抜粋では、現金が足りなくなって事業の継続が難しくなる状態を何と呼んでいますか?

選んだ抜粋:
========

でも、あなたが卸売業をやっていて「おまんじゅう」を小売業に卸したとします。その場合、現金の回収条件は「二十日締めの翌月末払い」とか言われます。

これは、売上高を二十日に締めて(集計して)翌月末に支払ってもらうという事を意味しています。

つまり、今日卸した「おまんじゅう」の代金はスグには受け取れないわけなのですね。

いくらたくさん売り上げたからと言って、現金が回収できないのであれば、自分の支払に回すことができませんよね。

そのため、この回収サイトと支払サイトに気を付けないと現金が足りなくなってしまい、事業の継続が難しくなってしまうのです。(このような状態を資金ショートと言います。)

関連用語
黒字倒産 

■回収サイトが長いとどうなるの?

上で言っている通り、たとえ売上が順調に伸びたとしても「現金」が手元に入ってこないととても困ることが発生します。

仕入れの代金や、お給料、家賃などは現金が無いと払えませんよね?また、現金が手元に少なくても約束通り支払う必要もあります。

そのため、回収サイトが長いと資金繰りが悪化してしまうのです。

例えば、下の表を見てください。

========

記載項目:
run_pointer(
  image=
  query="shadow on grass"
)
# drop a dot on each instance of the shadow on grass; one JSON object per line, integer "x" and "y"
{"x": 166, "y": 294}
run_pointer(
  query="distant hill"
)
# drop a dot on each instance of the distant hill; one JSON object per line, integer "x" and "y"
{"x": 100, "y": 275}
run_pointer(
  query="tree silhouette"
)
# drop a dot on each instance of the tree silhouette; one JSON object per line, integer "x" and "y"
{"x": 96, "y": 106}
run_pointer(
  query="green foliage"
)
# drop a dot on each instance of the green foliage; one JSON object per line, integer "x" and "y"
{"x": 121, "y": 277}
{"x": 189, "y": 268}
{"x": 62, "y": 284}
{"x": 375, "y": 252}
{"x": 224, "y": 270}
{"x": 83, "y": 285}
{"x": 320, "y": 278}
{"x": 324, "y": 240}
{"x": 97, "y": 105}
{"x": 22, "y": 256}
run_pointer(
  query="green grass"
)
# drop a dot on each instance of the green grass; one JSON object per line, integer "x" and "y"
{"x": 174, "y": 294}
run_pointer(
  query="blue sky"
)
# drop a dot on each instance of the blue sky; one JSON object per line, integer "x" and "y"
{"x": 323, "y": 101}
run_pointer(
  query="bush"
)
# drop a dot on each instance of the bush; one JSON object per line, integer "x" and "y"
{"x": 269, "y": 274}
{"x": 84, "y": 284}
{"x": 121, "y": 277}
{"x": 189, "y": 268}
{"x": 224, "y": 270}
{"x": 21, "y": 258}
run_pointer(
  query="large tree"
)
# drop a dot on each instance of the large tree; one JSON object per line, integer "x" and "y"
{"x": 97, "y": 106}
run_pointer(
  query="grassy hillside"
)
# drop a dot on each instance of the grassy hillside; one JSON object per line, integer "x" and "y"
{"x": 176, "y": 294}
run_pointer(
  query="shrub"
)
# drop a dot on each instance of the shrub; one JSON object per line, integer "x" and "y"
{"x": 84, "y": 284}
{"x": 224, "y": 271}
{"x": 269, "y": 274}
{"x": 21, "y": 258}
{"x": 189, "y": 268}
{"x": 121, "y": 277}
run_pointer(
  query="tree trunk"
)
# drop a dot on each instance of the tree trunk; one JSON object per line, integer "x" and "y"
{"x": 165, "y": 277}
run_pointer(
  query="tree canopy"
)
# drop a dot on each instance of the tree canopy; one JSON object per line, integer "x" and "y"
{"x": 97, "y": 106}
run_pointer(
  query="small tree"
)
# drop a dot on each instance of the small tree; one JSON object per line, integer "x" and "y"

========

課題の結果: 資金ショート